Could you turn the entries, beginning with the line that contains "ring is located." and continuing through the line that contains "68,40,72,45", both ends included, into a JSON list of strings with one string per line and blank lines left out?

_Dataset entries:_
● ● ● ● ● ● ●

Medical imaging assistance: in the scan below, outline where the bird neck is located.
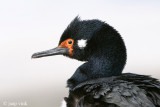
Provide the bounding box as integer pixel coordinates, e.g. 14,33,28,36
67,51,124,88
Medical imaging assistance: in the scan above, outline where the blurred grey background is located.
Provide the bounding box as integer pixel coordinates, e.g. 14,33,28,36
0,0,160,107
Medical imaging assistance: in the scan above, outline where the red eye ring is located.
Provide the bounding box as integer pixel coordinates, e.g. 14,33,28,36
58,39,74,55
68,40,72,45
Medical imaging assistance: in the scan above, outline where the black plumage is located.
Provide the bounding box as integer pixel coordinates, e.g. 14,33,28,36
32,17,160,107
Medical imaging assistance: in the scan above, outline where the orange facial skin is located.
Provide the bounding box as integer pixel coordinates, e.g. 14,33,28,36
58,39,74,55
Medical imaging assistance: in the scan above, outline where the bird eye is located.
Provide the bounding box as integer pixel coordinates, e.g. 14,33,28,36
68,40,72,44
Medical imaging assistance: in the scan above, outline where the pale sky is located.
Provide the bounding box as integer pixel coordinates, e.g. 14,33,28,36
0,0,160,107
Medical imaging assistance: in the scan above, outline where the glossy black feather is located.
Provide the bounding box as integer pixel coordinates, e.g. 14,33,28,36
66,73,160,107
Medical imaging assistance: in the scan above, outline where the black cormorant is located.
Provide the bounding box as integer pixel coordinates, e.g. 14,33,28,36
32,17,160,107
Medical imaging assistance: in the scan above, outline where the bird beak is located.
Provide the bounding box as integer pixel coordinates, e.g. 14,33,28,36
32,47,69,58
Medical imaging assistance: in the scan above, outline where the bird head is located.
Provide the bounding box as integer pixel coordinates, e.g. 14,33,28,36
32,17,103,61
32,17,126,71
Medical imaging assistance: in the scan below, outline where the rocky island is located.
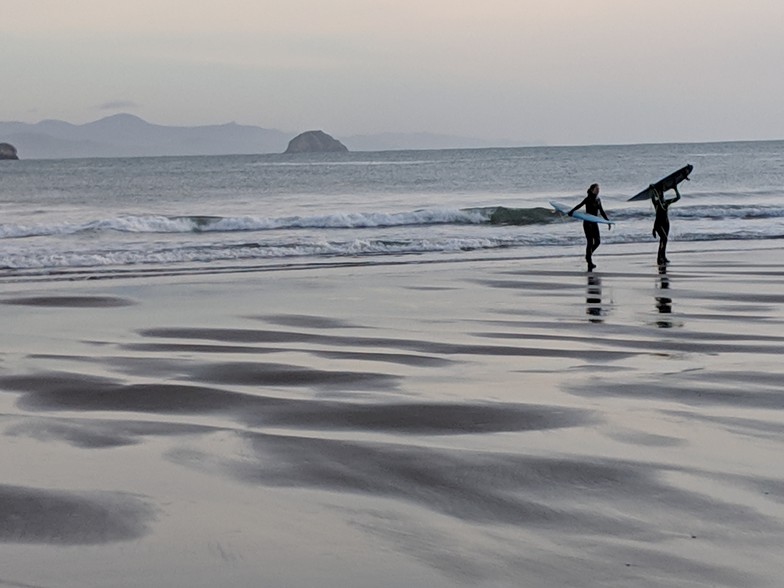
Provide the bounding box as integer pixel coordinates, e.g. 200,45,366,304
285,131,348,153
0,143,19,159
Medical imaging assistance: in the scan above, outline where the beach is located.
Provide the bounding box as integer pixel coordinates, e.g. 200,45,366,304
0,241,784,588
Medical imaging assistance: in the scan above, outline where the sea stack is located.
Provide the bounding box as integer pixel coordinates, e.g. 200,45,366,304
0,143,19,159
286,131,348,153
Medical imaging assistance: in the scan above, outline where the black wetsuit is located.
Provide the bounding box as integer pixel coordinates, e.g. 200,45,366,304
569,194,610,268
651,190,681,264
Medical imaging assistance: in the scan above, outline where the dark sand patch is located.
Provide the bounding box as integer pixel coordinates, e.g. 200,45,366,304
310,351,454,367
254,314,365,329
4,418,214,449
563,375,784,410
169,434,777,542
0,484,155,545
189,362,400,390
0,364,592,434
0,296,136,308
472,332,784,355
140,327,634,361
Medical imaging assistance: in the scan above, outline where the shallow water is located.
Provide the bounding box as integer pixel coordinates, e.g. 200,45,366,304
0,244,784,587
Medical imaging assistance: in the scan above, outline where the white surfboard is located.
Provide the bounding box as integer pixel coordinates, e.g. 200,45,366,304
550,200,615,225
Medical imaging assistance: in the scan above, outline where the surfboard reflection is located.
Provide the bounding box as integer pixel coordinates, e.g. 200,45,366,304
654,265,673,329
585,274,604,323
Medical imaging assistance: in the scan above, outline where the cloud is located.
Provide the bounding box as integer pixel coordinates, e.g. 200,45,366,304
98,100,140,110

● ● ● ● ● ● ●

_Output of the exercise:_
[
  "Medical imaging assistance: in the scan above, outline where the red eye ring is located.",
  "Provide the bounding box as integer pixel coordinates, e.g. 14,33,28,36",
  "58,39,74,55",
  "68,40,72,45"
]